[Saved entries]
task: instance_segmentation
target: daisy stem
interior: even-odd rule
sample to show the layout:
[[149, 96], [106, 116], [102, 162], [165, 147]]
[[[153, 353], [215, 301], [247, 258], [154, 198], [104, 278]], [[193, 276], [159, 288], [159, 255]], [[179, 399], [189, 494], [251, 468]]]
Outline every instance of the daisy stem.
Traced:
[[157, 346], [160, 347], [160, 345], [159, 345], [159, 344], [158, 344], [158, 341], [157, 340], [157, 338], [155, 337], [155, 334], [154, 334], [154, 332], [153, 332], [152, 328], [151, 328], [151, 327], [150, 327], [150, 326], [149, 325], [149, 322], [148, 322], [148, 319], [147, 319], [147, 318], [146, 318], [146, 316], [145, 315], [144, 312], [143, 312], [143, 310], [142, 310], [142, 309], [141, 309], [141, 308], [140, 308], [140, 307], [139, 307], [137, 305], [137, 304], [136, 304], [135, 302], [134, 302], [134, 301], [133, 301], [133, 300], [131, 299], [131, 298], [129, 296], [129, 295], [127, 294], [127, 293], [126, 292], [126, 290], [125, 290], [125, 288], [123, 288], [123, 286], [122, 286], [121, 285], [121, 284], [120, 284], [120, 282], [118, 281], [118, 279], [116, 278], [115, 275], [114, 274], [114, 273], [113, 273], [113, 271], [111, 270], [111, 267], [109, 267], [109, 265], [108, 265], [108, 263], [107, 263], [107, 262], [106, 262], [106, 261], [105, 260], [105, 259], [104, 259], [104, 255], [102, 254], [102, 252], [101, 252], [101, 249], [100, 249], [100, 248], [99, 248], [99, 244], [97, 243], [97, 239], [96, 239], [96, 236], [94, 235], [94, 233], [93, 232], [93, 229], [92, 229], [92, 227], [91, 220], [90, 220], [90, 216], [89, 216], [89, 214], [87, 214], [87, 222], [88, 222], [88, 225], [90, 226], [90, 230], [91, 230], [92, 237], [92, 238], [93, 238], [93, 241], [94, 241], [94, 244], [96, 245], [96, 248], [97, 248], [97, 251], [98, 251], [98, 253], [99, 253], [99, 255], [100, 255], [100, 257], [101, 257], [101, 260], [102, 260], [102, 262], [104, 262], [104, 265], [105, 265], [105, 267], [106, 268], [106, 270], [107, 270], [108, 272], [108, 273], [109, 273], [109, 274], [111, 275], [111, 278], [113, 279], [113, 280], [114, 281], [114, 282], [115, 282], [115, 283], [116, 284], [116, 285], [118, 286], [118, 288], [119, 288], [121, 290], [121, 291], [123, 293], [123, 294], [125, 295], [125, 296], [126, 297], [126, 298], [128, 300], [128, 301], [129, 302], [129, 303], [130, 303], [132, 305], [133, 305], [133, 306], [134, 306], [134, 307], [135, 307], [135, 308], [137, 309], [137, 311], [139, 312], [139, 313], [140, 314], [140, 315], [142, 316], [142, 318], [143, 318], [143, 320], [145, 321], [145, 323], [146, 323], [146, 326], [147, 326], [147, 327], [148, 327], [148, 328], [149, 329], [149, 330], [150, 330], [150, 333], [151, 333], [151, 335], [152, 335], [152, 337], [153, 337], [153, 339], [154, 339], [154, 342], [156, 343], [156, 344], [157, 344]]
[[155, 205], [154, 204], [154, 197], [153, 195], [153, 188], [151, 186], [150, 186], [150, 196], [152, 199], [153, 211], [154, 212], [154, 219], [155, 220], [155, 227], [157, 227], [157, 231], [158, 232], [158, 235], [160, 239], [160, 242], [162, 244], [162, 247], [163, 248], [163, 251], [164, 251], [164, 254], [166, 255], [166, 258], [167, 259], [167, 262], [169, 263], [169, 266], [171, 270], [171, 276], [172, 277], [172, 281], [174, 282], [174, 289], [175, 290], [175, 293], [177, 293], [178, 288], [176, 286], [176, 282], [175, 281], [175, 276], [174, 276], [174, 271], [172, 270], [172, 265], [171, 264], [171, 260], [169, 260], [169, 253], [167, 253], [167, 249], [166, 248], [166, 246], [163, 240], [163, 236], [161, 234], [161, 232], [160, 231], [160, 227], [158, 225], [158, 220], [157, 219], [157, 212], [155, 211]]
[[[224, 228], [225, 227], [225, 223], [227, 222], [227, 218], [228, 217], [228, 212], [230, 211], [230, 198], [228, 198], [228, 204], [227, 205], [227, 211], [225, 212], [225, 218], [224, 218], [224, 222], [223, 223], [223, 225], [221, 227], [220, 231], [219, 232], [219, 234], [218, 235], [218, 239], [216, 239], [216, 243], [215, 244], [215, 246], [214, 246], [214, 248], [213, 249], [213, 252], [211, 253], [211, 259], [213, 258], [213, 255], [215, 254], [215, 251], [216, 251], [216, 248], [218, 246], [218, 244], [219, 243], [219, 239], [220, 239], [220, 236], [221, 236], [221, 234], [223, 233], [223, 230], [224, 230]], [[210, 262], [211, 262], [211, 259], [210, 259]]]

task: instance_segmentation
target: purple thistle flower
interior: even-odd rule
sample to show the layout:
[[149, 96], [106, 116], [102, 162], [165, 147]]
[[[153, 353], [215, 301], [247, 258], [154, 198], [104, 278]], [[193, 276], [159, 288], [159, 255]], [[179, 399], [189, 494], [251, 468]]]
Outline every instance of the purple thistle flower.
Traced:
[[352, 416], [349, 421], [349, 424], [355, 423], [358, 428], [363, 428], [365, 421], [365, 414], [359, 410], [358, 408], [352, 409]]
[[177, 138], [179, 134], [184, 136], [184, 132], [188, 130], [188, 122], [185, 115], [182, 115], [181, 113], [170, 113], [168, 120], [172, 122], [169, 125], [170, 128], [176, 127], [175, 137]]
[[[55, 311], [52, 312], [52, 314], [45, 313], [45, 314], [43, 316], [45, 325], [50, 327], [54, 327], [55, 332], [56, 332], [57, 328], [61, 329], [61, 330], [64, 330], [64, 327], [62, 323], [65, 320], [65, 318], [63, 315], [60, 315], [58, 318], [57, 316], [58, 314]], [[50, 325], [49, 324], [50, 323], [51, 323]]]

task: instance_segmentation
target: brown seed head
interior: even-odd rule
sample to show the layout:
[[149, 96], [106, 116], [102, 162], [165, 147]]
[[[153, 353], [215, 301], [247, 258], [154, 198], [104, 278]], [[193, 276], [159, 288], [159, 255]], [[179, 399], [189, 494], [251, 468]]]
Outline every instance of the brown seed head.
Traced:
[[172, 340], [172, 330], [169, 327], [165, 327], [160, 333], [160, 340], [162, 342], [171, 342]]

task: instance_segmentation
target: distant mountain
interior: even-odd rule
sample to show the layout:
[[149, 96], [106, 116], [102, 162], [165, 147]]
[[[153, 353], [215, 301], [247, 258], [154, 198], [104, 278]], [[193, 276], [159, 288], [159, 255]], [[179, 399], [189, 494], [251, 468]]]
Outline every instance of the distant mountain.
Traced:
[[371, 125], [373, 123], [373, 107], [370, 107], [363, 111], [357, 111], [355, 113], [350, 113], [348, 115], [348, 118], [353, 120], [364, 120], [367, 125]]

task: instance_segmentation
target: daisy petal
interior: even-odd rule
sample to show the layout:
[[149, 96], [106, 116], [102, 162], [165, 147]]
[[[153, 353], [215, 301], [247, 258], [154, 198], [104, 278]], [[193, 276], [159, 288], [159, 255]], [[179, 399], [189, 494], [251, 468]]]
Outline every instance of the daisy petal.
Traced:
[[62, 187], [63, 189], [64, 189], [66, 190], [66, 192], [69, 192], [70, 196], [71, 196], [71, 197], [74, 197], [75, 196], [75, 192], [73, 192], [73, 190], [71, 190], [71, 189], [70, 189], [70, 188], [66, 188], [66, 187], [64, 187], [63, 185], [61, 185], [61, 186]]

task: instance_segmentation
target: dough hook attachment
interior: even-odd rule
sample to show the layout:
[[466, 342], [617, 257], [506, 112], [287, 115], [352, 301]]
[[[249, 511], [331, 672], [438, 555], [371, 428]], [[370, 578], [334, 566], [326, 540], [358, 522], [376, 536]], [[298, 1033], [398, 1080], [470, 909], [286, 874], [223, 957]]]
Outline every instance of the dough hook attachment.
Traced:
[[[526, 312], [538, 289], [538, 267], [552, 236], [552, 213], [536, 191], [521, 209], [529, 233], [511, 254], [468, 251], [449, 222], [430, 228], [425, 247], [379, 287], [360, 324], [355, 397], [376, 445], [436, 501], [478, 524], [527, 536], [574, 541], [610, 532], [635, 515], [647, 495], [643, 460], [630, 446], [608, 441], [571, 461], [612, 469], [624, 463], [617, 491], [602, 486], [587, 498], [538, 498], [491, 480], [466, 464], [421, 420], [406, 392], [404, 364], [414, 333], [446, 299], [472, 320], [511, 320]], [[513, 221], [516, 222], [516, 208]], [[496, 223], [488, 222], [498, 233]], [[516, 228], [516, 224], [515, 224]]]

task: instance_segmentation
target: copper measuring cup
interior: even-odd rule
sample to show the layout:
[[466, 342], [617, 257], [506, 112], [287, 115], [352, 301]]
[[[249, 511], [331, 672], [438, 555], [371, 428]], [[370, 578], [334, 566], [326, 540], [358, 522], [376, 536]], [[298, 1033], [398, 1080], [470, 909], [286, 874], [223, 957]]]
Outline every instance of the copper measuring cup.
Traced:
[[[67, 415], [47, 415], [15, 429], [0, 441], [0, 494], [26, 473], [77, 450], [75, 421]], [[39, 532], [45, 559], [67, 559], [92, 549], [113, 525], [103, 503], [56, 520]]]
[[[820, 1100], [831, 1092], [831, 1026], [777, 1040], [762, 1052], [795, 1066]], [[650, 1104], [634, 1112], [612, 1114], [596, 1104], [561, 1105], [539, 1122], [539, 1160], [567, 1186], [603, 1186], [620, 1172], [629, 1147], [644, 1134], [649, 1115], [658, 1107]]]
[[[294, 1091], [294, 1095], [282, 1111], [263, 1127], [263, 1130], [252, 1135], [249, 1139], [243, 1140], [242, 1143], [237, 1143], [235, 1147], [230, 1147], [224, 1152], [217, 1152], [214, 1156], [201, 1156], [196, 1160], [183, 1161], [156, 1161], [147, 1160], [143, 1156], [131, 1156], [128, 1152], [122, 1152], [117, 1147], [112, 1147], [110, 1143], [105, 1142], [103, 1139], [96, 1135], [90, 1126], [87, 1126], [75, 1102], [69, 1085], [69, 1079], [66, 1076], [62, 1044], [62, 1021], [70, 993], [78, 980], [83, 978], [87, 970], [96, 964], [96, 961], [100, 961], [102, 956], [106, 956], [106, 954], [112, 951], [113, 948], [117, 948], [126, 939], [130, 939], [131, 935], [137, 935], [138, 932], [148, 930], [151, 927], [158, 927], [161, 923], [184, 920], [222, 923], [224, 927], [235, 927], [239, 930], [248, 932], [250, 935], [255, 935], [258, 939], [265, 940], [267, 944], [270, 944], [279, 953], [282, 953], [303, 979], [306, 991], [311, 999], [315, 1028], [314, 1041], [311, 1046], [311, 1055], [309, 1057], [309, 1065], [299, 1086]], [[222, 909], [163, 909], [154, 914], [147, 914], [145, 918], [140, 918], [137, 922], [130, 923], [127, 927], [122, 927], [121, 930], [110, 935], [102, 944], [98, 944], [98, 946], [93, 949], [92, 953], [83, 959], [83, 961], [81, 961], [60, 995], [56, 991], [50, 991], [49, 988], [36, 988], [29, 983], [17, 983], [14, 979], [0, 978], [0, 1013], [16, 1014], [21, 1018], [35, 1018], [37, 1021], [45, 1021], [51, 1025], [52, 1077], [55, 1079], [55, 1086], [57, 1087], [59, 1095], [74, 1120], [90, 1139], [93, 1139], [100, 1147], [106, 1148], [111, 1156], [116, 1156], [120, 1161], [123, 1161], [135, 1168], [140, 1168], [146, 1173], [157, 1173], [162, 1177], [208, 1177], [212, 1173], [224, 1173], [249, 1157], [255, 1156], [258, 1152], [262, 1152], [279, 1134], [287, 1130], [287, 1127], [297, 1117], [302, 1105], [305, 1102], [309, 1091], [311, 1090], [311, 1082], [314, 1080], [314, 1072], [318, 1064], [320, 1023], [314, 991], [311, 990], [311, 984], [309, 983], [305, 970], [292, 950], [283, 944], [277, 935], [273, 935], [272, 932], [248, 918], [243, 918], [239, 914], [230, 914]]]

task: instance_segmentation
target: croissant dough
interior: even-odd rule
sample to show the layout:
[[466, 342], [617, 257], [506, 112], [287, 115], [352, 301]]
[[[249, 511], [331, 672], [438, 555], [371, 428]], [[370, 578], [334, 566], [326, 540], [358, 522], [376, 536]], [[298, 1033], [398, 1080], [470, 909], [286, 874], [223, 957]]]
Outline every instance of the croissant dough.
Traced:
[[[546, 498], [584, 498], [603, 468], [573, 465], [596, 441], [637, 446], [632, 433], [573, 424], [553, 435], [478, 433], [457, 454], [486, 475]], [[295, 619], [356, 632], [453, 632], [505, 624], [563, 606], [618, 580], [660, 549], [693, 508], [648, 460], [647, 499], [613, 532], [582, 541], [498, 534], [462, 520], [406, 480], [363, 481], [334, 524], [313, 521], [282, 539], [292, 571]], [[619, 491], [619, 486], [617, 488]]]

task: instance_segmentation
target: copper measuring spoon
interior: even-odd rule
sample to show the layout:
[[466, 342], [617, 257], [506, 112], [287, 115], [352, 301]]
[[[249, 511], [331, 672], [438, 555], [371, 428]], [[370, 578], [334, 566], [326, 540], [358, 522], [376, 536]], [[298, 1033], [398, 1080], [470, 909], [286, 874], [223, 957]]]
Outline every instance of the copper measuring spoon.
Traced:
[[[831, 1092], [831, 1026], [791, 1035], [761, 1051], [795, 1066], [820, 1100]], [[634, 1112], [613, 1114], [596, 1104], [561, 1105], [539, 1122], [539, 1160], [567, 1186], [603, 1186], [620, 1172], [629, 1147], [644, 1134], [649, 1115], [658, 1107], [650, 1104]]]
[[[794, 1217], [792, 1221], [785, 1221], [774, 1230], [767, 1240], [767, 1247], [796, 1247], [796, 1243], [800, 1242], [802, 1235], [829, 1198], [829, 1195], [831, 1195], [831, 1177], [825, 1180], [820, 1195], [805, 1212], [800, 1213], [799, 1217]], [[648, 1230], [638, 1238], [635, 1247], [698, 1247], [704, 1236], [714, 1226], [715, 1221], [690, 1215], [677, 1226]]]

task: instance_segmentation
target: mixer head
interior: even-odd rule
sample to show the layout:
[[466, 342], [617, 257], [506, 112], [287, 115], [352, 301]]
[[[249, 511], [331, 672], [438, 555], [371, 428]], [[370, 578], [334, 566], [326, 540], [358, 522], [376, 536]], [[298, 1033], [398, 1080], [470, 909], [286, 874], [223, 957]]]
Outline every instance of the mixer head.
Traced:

STATED PROBLEM: Return every line of the records above that contains the word "copper", treating case as significant.

FULL ANSWER:
target: copper measuring cup
Outline every instance of the copper measuring cup.
target: copper measuring spoon
Outline every instance of the copper measuring spoon.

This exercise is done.